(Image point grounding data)
--*--
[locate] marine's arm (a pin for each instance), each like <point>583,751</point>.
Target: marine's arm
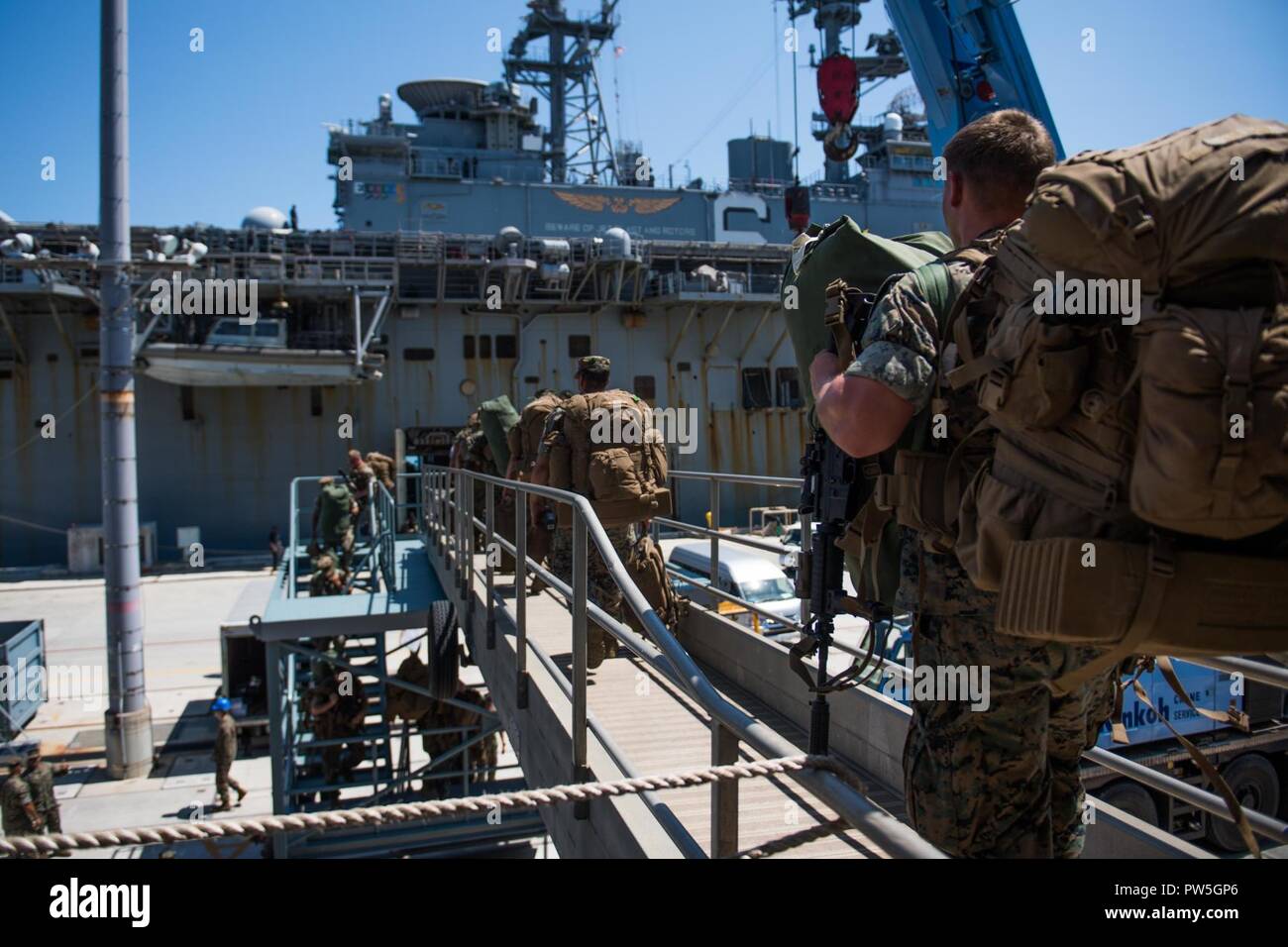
<point>861,415</point>
<point>866,406</point>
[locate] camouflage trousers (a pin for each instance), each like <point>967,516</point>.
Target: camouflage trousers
<point>224,781</point>
<point>600,586</point>
<point>1000,783</point>
<point>53,819</point>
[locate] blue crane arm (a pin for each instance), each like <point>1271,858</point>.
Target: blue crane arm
<point>954,46</point>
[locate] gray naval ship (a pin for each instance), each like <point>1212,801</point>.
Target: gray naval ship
<point>480,252</point>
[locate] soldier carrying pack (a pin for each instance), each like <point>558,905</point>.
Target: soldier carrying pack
<point>612,455</point>
<point>1136,376</point>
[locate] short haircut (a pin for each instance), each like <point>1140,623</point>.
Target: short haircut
<point>1001,155</point>
<point>595,379</point>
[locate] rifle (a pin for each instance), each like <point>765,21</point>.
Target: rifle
<point>835,488</point>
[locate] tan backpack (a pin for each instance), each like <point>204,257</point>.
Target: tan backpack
<point>648,570</point>
<point>614,458</point>
<point>1137,497</point>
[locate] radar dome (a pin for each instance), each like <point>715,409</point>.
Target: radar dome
<point>509,241</point>
<point>265,219</point>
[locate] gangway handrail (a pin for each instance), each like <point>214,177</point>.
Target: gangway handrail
<point>679,665</point>
<point>1273,676</point>
<point>382,526</point>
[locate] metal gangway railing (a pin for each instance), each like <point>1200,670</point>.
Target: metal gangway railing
<point>374,552</point>
<point>452,530</point>
<point>1183,791</point>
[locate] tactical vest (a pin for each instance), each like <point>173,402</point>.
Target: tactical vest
<point>1136,497</point>
<point>612,455</point>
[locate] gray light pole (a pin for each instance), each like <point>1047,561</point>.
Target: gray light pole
<point>128,722</point>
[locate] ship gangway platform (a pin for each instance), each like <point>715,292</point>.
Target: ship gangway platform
<point>715,693</point>
<point>712,694</point>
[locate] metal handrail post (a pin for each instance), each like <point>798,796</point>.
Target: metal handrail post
<point>295,535</point>
<point>520,599</point>
<point>489,573</point>
<point>715,534</point>
<point>468,561</point>
<point>581,774</point>
<point>724,793</point>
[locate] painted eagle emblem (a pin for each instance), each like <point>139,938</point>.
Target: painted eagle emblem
<point>597,204</point>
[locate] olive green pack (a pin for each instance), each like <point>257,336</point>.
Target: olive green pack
<point>866,262</point>
<point>497,416</point>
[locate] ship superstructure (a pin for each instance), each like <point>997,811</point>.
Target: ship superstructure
<point>480,253</point>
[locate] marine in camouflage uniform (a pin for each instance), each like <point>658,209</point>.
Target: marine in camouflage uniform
<point>326,579</point>
<point>333,518</point>
<point>381,467</point>
<point>224,754</point>
<point>338,715</point>
<point>18,813</point>
<point>40,779</point>
<point>600,586</point>
<point>1003,781</point>
<point>482,755</point>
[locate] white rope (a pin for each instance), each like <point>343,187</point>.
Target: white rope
<point>403,812</point>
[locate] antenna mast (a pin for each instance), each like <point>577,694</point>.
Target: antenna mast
<point>579,144</point>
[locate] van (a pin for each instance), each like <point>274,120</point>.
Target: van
<point>746,574</point>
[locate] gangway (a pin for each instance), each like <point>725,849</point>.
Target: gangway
<point>653,712</point>
<point>713,694</point>
<point>318,647</point>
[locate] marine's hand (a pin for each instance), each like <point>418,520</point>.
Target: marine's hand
<point>824,368</point>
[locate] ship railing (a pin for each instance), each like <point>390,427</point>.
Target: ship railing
<point>374,553</point>
<point>452,531</point>
<point>1273,676</point>
<point>301,269</point>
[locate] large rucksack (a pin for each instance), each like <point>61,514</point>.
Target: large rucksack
<point>861,265</point>
<point>1137,499</point>
<point>612,455</point>
<point>647,569</point>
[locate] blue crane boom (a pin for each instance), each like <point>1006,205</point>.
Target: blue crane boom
<point>967,56</point>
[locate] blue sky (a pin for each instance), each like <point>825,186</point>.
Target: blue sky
<point>239,125</point>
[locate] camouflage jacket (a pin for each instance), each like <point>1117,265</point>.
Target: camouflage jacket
<point>40,780</point>
<point>903,351</point>
<point>14,795</point>
<point>226,740</point>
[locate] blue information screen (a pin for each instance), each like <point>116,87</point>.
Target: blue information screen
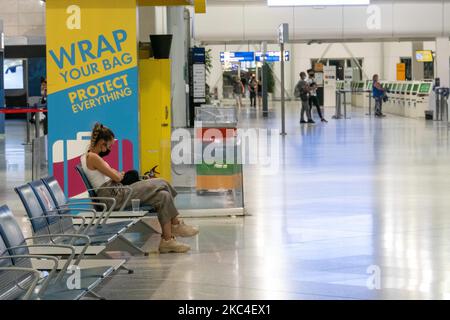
<point>238,56</point>
<point>272,56</point>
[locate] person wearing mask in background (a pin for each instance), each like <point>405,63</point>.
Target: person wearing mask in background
<point>238,90</point>
<point>313,99</point>
<point>244,83</point>
<point>44,103</point>
<point>378,94</point>
<point>259,86</point>
<point>252,88</point>
<point>302,92</point>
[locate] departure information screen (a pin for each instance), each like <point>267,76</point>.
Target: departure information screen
<point>425,88</point>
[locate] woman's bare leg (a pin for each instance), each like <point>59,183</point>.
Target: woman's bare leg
<point>175,221</point>
<point>167,231</point>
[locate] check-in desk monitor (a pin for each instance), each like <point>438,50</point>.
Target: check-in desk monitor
<point>423,99</point>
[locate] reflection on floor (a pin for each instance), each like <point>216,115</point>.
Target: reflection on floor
<point>356,210</point>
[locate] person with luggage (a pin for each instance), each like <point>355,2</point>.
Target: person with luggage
<point>378,94</point>
<point>313,99</point>
<point>302,91</point>
<point>238,91</point>
<point>252,89</point>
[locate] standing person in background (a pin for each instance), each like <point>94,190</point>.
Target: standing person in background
<point>378,93</point>
<point>313,100</point>
<point>44,103</point>
<point>244,83</point>
<point>302,92</point>
<point>252,88</point>
<point>259,86</point>
<point>238,90</point>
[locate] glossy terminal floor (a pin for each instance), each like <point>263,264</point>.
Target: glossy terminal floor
<point>351,197</point>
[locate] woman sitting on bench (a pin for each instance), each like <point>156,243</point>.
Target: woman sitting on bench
<point>155,192</point>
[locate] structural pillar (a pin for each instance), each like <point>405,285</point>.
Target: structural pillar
<point>2,91</point>
<point>417,67</point>
<point>442,60</point>
<point>177,27</point>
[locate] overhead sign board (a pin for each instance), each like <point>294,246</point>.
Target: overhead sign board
<point>292,3</point>
<point>283,33</point>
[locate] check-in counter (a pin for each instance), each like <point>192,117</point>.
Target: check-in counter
<point>423,99</point>
<point>403,97</point>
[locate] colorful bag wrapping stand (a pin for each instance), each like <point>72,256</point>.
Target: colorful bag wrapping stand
<point>92,77</point>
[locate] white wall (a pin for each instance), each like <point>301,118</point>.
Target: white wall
<point>22,19</point>
<point>405,19</point>
<point>381,58</point>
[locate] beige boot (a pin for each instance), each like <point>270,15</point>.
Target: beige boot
<point>183,230</point>
<point>172,245</point>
--*--
Keep the pictures out and transcribe the entries exactly.

[locate] marine's arm (a pin for each instance), each like <point>583,751</point>.
Target: marine's arm
<point>861,415</point>
<point>866,406</point>
[locate] camouflage trousers (a pin for each instance), each like <point>967,516</point>.
Target: camouflage trousers
<point>224,781</point>
<point>600,586</point>
<point>1000,783</point>
<point>53,819</point>
[locate] blue crane arm (a pin for each instance), each like <point>1271,858</point>.
Target: blue crane arm
<point>954,46</point>
[locate] gray naval ship (a pin for each instance), each like <point>1212,801</point>.
Target: gray naval ship
<point>480,252</point>
[locate] soldier carrying pack (a pin for each instance), each like <point>558,905</point>.
Target: soldier carrying pack
<point>612,455</point>
<point>1136,376</point>
[locate] short haircut (a pin for each instance), each like <point>1140,623</point>.
Target: short haircut
<point>1001,155</point>
<point>595,379</point>
[locate] rifle (a pin for each instance), each like <point>765,21</point>.
Target: rifle
<point>835,488</point>
[locate] tan backpack (a pin for each instance), each like <point>204,257</point>.
Target: tan backpack
<point>648,570</point>
<point>614,458</point>
<point>1137,497</point>
[locate] radar dome (a pin for each instance), each like <point>715,409</point>.
Target: radar dome
<point>509,241</point>
<point>265,219</point>
[locate] gangway handrail (a pin for each instance), each like <point>214,177</point>.
Target: gangway handrail
<point>679,665</point>
<point>1273,676</point>
<point>382,526</point>
[locate] metal gangway railing (a pin for each instance), each like <point>1200,670</point>.
Target: metal gangway railing
<point>374,552</point>
<point>452,530</point>
<point>1183,791</point>
[locate] tactical vest (a pin for each instance), each like <point>173,402</point>.
Target: tactical vest
<point>1136,497</point>
<point>612,455</point>
[locate] gray light pole (a pin for each instance), each like <point>1047,561</point>.
Target: gray light pole
<point>128,722</point>
[locate] ship gangway platform (a pin for each instance), each like <point>715,292</point>.
Target: ship gangway platform
<point>715,693</point>
<point>712,694</point>
[locate] metal handrail post (a pin for each instance), each like <point>798,796</point>.
Target: metal handrail post
<point>295,535</point>
<point>520,599</point>
<point>489,573</point>
<point>715,534</point>
<point>468,561</point>
<point>581,774</point>
<point>724,793</point>
[locate] painted eagle emblem (a pin for each instance), each like <point>139,938</point>.
Target: painted eagle emblem
<point>597,204</point>
[locate] olive green pack (a pin for each instance), each like <point>257,336</point>.
Target: olive green pack
<point>866,262</point>
<point>497,416</point>
[locate] ship superstructure (a pin for each instance), each like <point>997,811</point>.
Target: ship superstructure
<point>480,253</point>
[locate] marine in camouflage uniform (a pin for each instance), each like <point>658,209</point>.
Target: marine in camouflage uniform
<point>326,579</point>
<point>333,518</point>
<point>381,467</point>
<point>224,754</point>
<point>338,715</point>
<point>18,813</point>
<point>40,779</point>
<point>600,586</point>
<point>1003,781</point>
<point>482,755</point>
[locate] white rope (a pin for each instance), each like <point>343,187</point>.
Target: white rope
<point>403,812</point>
[locate] antenna mast (a pin for each instance), each like <point>577,694</point>.
Target: antenna mast
<point>579,144</point>
[locate] van (a pin for each instance), each like <point>274,120</point>.
Target: van
<point>746,574</point>
[locate] gangway (a pin for each instance), each like <point>725,849</point>.
Target: gangway
<point>653,712</point>
<point>713,694</point>
<point>318,647</point>
[locate] marine's hand (a pin for each instance), each like <point>418,520</point>.
Target: marine's hand
<point>824,368</point>
[locate] ship railing (a pin for each instance), each like <point>390,427</point>.
Target: ship railing
<point>374,553</point>
<point>452,531</point>
<point>1273,676</point>
<point>301,269</point>
[locate] large rucksack (a pin for each instance), each like <point>61,514</point>.
Target: large rucksack
<point>861,265</point>
<point>1137,499</point>
<point>612,455</point>
<point>647,569</point>
[locate] blue crane boom (a pin for each instance), each like <point>1006,205</point>.
Target: blue crane boom
<point>967,56</point>
[locate] blue sky (a pin for each instance), each like <point>825,186</point>.
Target: blue sky
<point>239,125</point>
[locate] camouflage jacket (a pin for each instance), each like <point>1117,265</point>.
Target: camouflage jacket
<point>40,780</point>
<point>903,351</point>
<point>14,795</point>
<point>226,740</point>
[locate] blue information screen (a pin for each instance), each like <point>116,87</point>.
Target: blue information screen
<point>238,56</point>
<point>272,56</point>
[locate] person wearing mask in background (a pin for each instance), each like <point>405,63</point>.
Target: person wearing mask in background
<point>238,90</point>
<point>313,99</point>
<point>244,83</point>
<point>44,103</point>
<point>378,94</point>
<point>259,86</point>
<point>252,88</point>
<point>302,92</point>
[locate] departure information screen (a pin for each instance), each like <point>267,76</point>.
Target: departure information screen
<point>425,88</point>
[locate] woman's bare leg (a pin for each instance), each like <point>59,183</point>.
Target: woman's bare leg
<point>175,221</point>
<point>167,231</point>
[locate] check-in desk monitor (a pin for each instance), each like <point>438,50</point>.
Target: check-in desk monitor
<point>423,99</point>
[locate] reflection on floor (a pin for each instance), each like <point>216,115</point>.
Target: reflection on floor
<point>356,210</point>
[locate] person with luggage (a pin for each instance), each like <point>355,2</point>.
Target: person with luggage
<point>378,94</point>
<point>313,99</point>
<point>302,91</point>
<point>238,91</point>
<point>252,89</point>
[locate] standing person in background (a pin for each instance), each like <point>94,190</point>.
Target: standing person in background
<point>378,93</point>
<point>313,100</point>
<point>44,103</point>
<point>244,83</point>
<point>302,92</point>
<point>252,88</point>
<point>259,86</point>
<point>238,90</point>
[locate] glossy terminal floor (a pin for each instance), each like <point>263,264</point>.
Target: glossy terminal floor
<point>351,197</point>
[locate] woman sitting on bench (a pin for each instance), each like <point>156,243</point>.
Target: woman sitting on bench
<point>155,192</point>
[locate] structural pillar (a pin for each instance), each like <point>405,285</point>.
Target: structural pillar
<point>2,91</point>
<point>417,67</point>
<point>442,60</point>
<point>177,27</point>
[locate] overhead sign board (a pin for each instance), each like <point>294,246</point>.
Target: overhead sign board
<point>292,3</point>
<point>283,33</point>
[locate] check-in counter (a pin for each instance), each like <point>192,117</point>.
Target: check-in counter
<point>423,99</point>
<point>403,97</point>
[locate] colorful bag wrapping stand (a pin for each instance), each like <point>72,256</point>.
Target: colorful bag wrapping stand
<point>92,77</point>
[locate] white wall (a pin for each instance), each like <point>301,118</point>.
Target: white wall
<point>22,19</point>
<point>405,19</point>
<point>381,58</point>
[locate] beige boot (a pin for each instance), each like <point>270,15</point>.
Target: beige boot
<point>183,230</point>
<point>172,245</point>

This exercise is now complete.